TEXT SEGMENT ::
The same earnest distance speaks volumes in Titser Kit, written by Jobert Grey Landeza and directed by Adrienne Vergara. Shot in black and white, there are only slight changes in the visuals, consisting only of intensifying light and shadows on a Lumad student crouched under a table. Here, a single alternating screen evokes both intimacy and confinement. Io Balanon, playing the titular character, uses tenderness and warmth to breach the distance and coax the student out. The well-worn coming-of-age themes of inner strength and standing up for oneself are invested with poignancy and urgency as Landeza’s piece gently walks us through the painful realities of marginalized bodies and remaindered lives.
Just like every Zoom call, I experience the screen in these works as both bridge and barrier. We go on discovering its boundaries and breaking points only as we play along. While in some features, the potency of the material is diluted by the performers’ inability to move within physical space, some are further restricted by a sort of framework that the screen imposes.

TRY IT ::
In the review excerpt above, who directed Titser Kit?

THE DATA ::
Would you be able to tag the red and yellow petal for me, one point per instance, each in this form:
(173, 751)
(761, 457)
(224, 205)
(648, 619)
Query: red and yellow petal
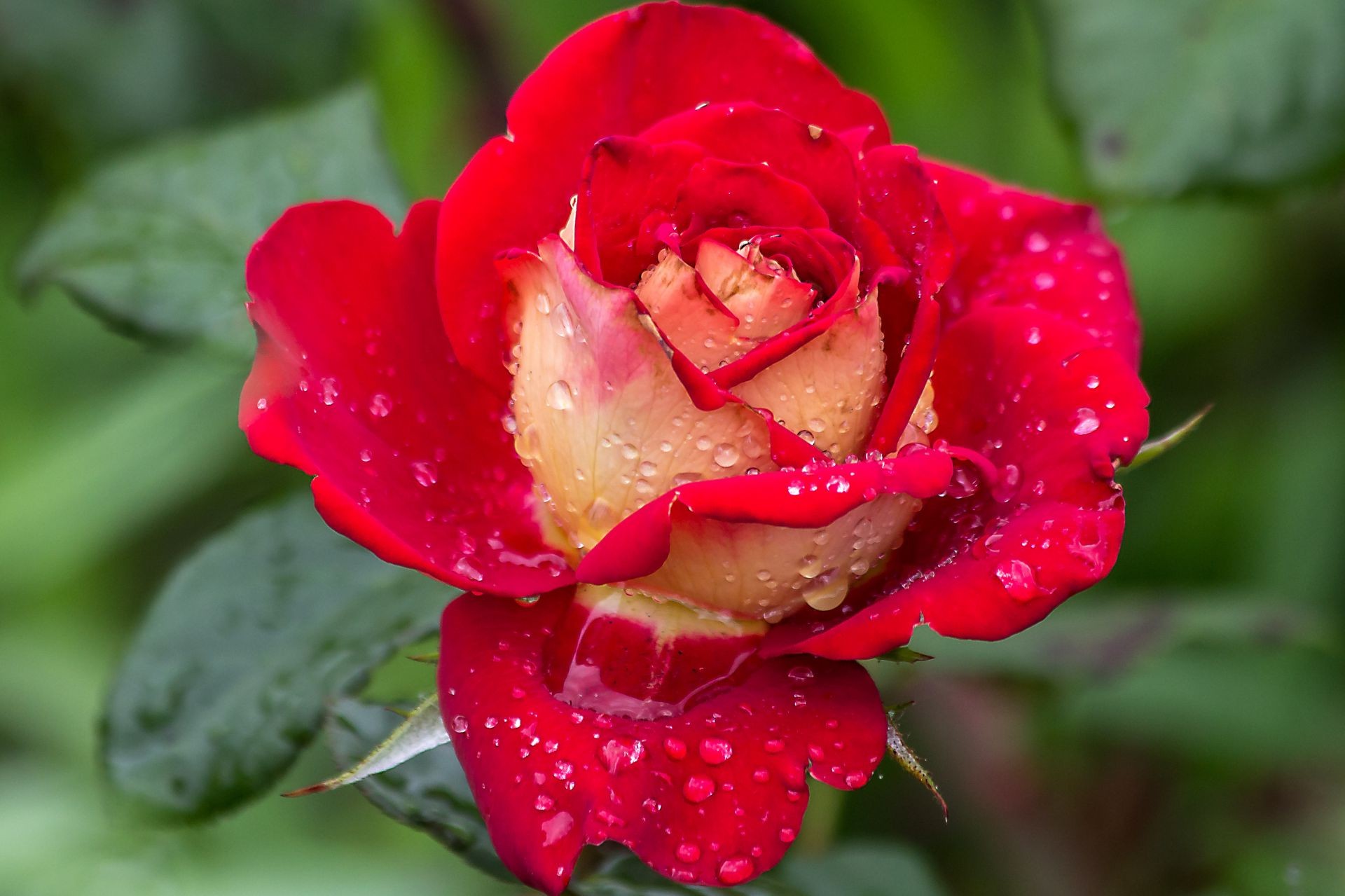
(355, 384)
(764, 545)
(600, 415)
(1051, 411)
(618, 76)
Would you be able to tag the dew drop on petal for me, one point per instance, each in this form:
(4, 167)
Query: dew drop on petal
(725, 455)
(716, 751)
(698, 789)
(560, 396)
(735, 871)
(1086, 422)
(688, 853)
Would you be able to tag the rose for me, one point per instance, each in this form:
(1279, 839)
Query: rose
(743, 390)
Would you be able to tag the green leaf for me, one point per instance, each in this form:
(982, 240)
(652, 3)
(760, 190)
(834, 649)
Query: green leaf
(1176, 95)
(862, 869)
(155, 244)
(248, 640)
(1094, 638)
(421, 731)
(1156, 448)
(431, 794)
(428, 793)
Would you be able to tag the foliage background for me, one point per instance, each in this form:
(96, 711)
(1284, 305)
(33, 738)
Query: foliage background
(1180, 729)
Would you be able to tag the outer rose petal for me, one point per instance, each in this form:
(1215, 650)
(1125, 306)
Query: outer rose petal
(710, 797)
(1024, 249)
(618, 76)
(751, 134)
(355, 384)
(596, 393)
(1051, 409)
(760, 546)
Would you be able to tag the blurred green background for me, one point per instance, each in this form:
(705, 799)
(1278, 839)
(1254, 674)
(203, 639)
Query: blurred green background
(1180, 729)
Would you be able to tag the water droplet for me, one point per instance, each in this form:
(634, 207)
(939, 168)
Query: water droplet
(725, 455)
(736, 871)
(560, 396)
(556, 828)
(563, 322)
(380, 406)
(716, 751)
(1017, 579)
(698, 789)
(464, 567)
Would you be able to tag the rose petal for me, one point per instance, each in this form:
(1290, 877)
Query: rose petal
(596, 393)
(710, 797)
(1051, 409)
(750, 134)
(829, 388)
(355, 384)
(630, 186)
(728, 194)
(618, 76)
(708, 542)
(899, 195)
(1017, 248)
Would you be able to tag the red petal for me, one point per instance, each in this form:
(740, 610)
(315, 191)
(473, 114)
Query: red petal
(355, 384)
(1051, 409)
(899, 195)
(710, 797)
(795, 150)
(618, 76)
(627, 181)
(728, 194)
(1024, 249)
(796, 499)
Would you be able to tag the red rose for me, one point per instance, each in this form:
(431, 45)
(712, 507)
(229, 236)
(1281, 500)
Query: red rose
(744, 390)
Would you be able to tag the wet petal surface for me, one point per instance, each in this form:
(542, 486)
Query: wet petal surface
(355, 384)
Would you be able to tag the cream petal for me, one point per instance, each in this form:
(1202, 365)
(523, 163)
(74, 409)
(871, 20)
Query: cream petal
(599, 415)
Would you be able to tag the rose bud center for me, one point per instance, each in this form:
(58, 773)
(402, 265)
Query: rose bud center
(605, 424)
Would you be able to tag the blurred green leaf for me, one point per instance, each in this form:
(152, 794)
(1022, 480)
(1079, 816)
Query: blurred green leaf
(1095, 638)
(78, 486)
(1271, 710)
(1200, 93)
(228, 678)
(420, 731)
(1156, 448)
(156, 244)
(864, 869)
(428, 793)
(100, 73)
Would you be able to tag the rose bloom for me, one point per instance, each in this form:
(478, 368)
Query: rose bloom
(740, 388)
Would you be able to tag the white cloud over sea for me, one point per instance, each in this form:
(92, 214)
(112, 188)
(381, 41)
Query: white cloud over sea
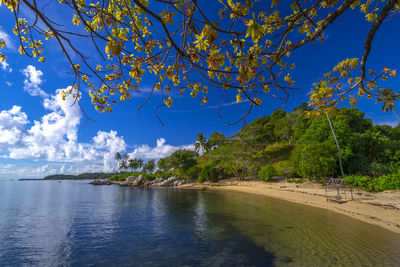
(50, 144)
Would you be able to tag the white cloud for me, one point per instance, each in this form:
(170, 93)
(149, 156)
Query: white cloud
(5, 66)
(160, 151)
(33, 81)
(7, 40)
(54, 137)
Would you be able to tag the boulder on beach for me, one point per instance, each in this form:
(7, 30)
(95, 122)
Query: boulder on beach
(130, 179)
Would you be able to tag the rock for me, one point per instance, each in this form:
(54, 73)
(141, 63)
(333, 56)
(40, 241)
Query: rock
(167, 182)
(101, 182)
(139, 180)
(130, 179)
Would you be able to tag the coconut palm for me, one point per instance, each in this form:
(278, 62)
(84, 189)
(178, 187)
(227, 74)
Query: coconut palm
(149, 166)
(140, 163)
(123, 165)
(118, 156)
(201, 143)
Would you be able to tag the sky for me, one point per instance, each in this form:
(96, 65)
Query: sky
(40, 134)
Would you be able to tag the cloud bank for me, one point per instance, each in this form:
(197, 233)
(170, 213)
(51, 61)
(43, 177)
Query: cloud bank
(50, 144)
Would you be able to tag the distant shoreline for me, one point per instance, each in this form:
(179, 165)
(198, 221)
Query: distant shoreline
(59, 179)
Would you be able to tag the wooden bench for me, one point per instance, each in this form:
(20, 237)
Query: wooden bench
(336, 184)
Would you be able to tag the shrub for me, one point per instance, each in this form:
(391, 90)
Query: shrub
(266, 172)
(122, 176)
(382, 183)
(313, 160)
(193, 172)
(209, 172)
(376, 169)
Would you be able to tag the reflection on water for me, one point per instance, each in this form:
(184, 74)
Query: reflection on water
(46, 223)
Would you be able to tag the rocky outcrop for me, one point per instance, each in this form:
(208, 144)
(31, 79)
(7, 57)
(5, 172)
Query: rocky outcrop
(169, 182)
(140, 181)
(101, 182)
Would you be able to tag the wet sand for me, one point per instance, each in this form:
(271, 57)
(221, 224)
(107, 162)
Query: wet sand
(382, 209)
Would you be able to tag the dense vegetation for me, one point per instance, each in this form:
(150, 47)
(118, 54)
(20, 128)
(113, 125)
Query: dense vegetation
(83, 176)
(292, 144)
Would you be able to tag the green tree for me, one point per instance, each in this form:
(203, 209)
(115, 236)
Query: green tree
(118, 156)
(149, 166)
(175, 42)
(216, 139)
(201, 143)
(133, 164)
(313, 160)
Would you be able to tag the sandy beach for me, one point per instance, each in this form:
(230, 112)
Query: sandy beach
(382, 209)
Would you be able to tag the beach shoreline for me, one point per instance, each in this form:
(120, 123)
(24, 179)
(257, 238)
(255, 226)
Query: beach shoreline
(381, 209)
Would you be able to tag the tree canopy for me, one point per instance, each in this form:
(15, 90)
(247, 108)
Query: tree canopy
(240, 46)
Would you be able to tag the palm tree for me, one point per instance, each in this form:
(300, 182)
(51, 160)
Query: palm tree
(201, 143)
(123, 165)
(118, 156)
(140, 163)
(133, 164)
(149, 166)
(337, 144)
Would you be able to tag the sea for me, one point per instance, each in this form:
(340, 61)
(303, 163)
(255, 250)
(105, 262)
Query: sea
(73, 223)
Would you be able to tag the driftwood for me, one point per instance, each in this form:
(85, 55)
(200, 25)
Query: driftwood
(336, 184)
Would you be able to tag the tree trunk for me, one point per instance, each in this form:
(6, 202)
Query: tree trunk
(337, 144)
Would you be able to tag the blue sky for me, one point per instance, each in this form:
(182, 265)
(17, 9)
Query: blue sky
(40, 134)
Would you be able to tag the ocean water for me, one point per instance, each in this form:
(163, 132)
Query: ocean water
(72, 223)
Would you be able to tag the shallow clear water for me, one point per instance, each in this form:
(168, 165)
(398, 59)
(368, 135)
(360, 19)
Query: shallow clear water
(72, 223)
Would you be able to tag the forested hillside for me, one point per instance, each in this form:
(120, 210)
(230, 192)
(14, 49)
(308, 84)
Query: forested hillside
(293, 144)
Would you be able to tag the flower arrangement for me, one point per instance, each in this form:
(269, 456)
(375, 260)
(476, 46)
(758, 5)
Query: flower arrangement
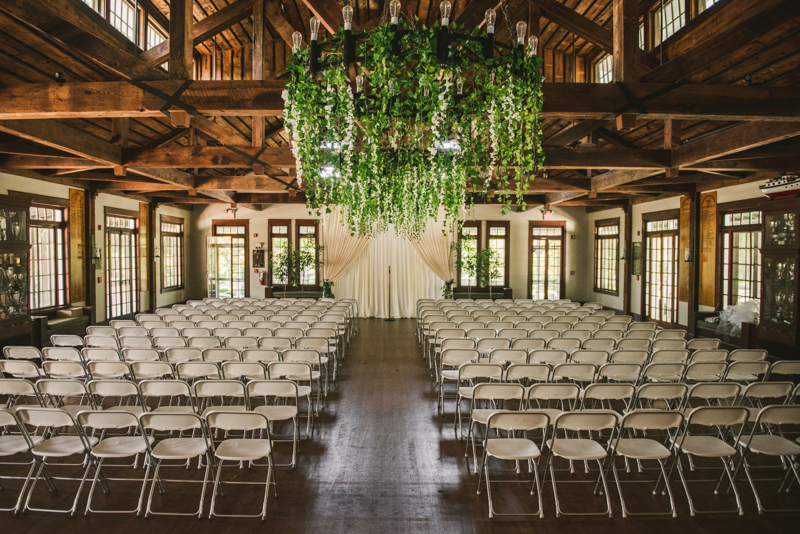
(417, 132)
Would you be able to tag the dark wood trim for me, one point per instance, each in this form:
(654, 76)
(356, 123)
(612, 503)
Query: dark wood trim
(238, 222)
(600, 224)
(117, 212)
(168, 219)
(658, 216)
(315, 223)
(540, 224)
(478, 248)
(507, 226)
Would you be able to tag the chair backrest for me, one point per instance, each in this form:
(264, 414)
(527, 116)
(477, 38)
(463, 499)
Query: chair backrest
(747, 355)
(549, 356)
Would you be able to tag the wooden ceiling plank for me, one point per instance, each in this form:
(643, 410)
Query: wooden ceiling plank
(203, 30)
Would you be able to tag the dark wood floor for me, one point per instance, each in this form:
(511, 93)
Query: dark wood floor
(383, 461)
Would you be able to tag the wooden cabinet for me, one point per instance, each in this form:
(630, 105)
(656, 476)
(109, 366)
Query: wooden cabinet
(780, 255)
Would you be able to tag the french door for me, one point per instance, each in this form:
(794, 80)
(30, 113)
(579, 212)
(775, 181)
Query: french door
(122, 267)
(661, 271)
(546, 261)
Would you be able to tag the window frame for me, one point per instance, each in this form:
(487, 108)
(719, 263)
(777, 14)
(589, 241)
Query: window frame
(543, 224)
(270, 234)
(135, 259)
(741, 206)
(478, 249)
(651, 217)
(38, 201)
(604, 223)
(507, 240)
(181, 258)
(217, 223)
(297, 224)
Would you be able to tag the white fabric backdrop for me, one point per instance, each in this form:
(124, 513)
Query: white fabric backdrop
(367, 278)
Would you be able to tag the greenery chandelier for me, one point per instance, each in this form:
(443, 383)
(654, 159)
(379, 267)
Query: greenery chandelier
(394, 123)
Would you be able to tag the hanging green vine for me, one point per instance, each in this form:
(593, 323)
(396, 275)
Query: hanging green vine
(420, 136)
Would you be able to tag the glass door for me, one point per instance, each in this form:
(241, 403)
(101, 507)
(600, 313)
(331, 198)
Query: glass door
(661, 271)
(547, 269)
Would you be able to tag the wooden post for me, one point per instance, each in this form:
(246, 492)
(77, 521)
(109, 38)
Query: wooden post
(181, 42)
(627, 270)
(258, 66)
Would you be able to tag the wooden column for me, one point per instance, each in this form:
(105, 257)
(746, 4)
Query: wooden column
(627, 269)
(181, 43)
(258, 65)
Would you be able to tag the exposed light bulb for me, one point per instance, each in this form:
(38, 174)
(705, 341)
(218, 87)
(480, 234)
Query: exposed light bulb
(444, 10)
(314, 24)
(297, 41)
(394, 11)
(533, 45)
(347, 15)
(522, 31)
(490, 16)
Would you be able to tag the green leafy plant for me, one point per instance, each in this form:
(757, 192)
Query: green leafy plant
(420, 136)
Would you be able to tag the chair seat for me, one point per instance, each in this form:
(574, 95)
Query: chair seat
(277, 413)
(180, 448)
(578, 449)
(225, 408)
(512, 449)
(552, 413)
(135, 410)
(642, 449)
(10, 445)
(482, 415)
(771, 445)
(120, 446)
(62, 446)
(706, 446)
(243, 449)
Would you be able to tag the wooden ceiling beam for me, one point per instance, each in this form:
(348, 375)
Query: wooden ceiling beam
(203, 30)
(732, 140)
(63, 137)
(247, 97)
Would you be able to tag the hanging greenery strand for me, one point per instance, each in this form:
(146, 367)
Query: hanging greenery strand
(417, 133)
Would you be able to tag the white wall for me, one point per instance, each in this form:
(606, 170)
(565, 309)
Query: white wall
(576, 242)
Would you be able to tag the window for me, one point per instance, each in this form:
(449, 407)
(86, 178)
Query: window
(741, 257)
(307, 244)
(668, 19)
(122, 15)
(606, 256)
(154, 35)
(172, 250)
(470, 246)
(122, 265)
(231, 246)
(661, 270)
(702, 5)
(604, 69)
(279, 247)
(499, 242)
(48, 261)
(546, 261)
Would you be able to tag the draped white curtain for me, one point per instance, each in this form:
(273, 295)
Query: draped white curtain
(367, 278)
(340, 248)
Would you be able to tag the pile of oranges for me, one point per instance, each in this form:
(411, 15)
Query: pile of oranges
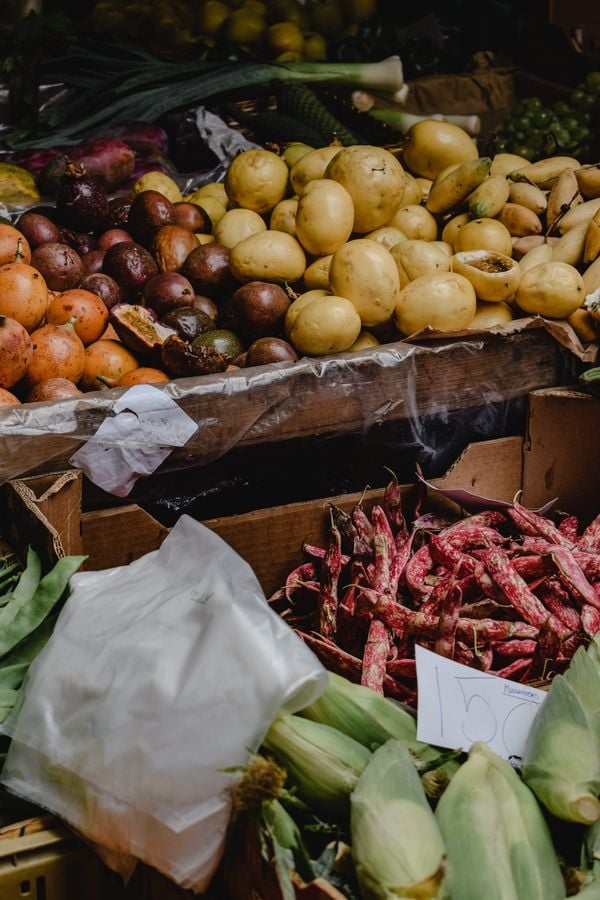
(55, 345)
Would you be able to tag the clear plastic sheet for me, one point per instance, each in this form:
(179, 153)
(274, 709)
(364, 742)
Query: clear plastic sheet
(347, 394)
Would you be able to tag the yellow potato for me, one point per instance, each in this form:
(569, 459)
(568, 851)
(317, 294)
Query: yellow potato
(236, 225)
(452, 227)
(388, 236)
(553, 289)
(311, 166)
(324, 216)
(268, 256)
(317, 274)
(415, 222)
(256, 180)
(483, 234)
(374, 179)
(283, 217)
(298, 304)
(365, 272)
(430, 146)
(416, 258)
(327, 325)
(445, 302)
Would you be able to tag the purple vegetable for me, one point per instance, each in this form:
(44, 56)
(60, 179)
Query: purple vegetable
(108, 160)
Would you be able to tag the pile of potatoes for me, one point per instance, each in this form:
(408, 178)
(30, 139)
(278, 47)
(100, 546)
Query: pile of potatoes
(377, 252)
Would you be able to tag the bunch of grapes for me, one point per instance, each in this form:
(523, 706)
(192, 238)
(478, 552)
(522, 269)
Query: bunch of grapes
(572, 128)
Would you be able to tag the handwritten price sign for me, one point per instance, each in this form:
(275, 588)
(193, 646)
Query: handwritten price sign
(459, 705)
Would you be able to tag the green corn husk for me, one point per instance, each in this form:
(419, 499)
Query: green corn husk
(499, 846)
(361, 713)
(397, 846)
(561, 763)
(323, 763)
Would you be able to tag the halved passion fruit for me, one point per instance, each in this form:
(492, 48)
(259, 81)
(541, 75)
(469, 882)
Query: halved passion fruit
(138, 327)
(494, 276)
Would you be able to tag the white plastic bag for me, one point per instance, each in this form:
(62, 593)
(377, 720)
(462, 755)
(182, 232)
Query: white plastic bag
(159, 675)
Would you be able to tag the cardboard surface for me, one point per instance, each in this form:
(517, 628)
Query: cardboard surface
(561, 451)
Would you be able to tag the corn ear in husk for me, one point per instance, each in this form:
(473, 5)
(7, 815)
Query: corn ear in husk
(397, 846)
(499, 846)
(561, 763)
(323, 764)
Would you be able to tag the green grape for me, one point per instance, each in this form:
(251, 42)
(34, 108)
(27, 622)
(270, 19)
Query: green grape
(569, 123)
(541, 118)
(533, 104)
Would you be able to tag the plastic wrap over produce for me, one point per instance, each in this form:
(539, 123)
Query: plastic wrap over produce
(160, 680)
(348, 393)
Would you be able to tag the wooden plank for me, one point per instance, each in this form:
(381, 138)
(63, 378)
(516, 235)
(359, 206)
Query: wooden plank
(341, 394)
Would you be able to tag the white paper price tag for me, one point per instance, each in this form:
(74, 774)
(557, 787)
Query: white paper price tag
(459, 705)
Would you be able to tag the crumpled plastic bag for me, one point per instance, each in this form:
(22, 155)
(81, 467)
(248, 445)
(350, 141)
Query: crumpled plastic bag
(159, 675)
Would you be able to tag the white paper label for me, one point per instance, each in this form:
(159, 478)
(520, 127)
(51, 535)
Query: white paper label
(147, 425)
(459, 705)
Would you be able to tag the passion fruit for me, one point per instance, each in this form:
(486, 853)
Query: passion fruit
(59, 264)
(23, 294)
(143, 375)
(91, 313)
(8, 399)
(494, 276)
(14, 246)
(16, 352)
(171, 247)
(131, 266)
(188, 323)
(104, 287)
(225, 342)
(57, 353)
(191, 217)
(257, 309)
(53, 389)
(106, 361)
(208, 268)
(268, 350)
(138, 328)
(150, 211)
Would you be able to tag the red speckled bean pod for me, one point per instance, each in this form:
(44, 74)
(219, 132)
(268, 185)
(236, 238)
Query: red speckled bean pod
(415, 572)
(543, 526)
(319, 553)
(557, 601)
(306, 573)
(375, 657)
(590, 539)
(515, 589)
(402, 668)
(518, 670)
(363, 525)
(590, 619)
(589, 563)
(328, 594)
(515, 649)
(572, 575)
(448, 622)
(569, 528)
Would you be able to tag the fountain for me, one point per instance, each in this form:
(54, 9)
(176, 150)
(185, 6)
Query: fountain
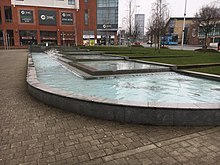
(124, 90)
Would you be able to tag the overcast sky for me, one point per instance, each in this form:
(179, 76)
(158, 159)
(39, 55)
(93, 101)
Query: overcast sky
(176, 7)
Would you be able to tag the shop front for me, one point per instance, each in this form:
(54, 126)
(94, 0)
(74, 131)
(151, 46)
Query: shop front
(67, 39)
(48, 37)
(28, 37)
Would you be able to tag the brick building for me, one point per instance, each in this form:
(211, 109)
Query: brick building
(59, 22)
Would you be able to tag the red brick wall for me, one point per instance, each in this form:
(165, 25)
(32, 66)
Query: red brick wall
(76, 28)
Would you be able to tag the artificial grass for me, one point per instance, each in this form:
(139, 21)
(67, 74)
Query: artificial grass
(176, 57)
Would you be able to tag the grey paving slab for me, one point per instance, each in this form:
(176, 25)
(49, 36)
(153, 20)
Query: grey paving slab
(34, 133)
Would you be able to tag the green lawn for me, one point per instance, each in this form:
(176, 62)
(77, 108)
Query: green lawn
(211, 70)
(190, 57)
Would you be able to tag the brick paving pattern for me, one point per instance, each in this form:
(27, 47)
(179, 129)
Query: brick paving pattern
(34, 133)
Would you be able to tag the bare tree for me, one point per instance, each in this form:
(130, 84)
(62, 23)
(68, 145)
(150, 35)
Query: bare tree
(160, 16)
(206, 19)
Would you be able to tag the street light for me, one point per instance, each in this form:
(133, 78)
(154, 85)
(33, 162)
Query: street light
(184, 23)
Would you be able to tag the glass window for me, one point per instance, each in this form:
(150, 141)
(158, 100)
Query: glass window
(71, 2)
(10, 37)
(8, 14)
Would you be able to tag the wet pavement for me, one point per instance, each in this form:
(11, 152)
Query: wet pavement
(34, 133)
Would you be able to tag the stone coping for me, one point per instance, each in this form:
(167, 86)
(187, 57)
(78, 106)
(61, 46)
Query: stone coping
(124, 111)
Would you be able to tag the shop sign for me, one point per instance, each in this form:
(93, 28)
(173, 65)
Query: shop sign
(26, 16)
(107, 26)
(47, 17)
(66, 18)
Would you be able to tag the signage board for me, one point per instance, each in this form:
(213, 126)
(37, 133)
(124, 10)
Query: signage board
(26, 16)
(47, 17)
(107, 26)
(66, 18)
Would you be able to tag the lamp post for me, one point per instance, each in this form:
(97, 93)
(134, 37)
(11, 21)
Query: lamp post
(184, 23)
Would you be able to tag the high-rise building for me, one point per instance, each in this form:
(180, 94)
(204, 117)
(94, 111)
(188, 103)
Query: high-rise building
(139, 24)
(58, 22)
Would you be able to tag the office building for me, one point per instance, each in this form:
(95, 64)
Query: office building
(57, 22)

FINAL ANSWER ::
Adrienne Vergara